**Given problem**: Identify every line in the records below that contains the word "limestone", and copy each such line in full.

**Available data**:
------------------------------------------------------------

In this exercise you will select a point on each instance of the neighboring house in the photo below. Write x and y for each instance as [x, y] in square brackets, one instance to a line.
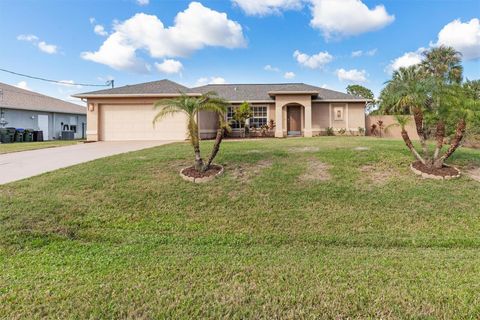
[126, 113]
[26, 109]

------------------------------------------------------------

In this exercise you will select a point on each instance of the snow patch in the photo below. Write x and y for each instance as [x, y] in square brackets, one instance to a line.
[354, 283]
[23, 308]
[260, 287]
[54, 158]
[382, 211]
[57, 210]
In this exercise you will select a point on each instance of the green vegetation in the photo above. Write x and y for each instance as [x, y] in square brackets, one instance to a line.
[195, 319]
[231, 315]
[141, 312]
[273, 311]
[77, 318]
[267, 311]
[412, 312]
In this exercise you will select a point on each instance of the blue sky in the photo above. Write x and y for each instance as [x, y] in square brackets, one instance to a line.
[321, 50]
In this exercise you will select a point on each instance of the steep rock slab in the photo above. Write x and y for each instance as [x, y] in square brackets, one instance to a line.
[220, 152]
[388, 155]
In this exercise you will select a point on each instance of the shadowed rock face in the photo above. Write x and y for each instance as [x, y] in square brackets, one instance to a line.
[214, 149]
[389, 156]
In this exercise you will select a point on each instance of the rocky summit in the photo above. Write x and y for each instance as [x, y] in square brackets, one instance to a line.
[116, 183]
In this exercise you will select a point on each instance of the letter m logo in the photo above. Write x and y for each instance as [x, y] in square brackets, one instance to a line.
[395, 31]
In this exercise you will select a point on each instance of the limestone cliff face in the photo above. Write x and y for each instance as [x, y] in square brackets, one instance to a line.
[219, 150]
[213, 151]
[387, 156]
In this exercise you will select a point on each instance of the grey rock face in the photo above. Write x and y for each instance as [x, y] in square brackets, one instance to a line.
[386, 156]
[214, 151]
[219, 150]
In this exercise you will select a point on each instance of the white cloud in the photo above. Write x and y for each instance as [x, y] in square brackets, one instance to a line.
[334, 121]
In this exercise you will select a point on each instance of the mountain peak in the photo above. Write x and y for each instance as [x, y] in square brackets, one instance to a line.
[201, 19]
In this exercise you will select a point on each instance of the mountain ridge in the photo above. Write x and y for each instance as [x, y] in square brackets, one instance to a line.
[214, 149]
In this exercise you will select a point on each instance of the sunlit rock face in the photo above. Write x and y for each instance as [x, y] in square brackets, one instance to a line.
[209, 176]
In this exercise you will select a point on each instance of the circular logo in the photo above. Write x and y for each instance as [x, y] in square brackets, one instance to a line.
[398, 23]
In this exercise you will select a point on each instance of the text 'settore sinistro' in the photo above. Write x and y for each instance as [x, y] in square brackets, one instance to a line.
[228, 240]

------------------------------------------------------------

**Answer for this exercise**:
In this exercise you will select a point on each instance of the limestone cliff face in the photo above. Write x and y for each instance as [x, y] in square brackets, one instance to a line.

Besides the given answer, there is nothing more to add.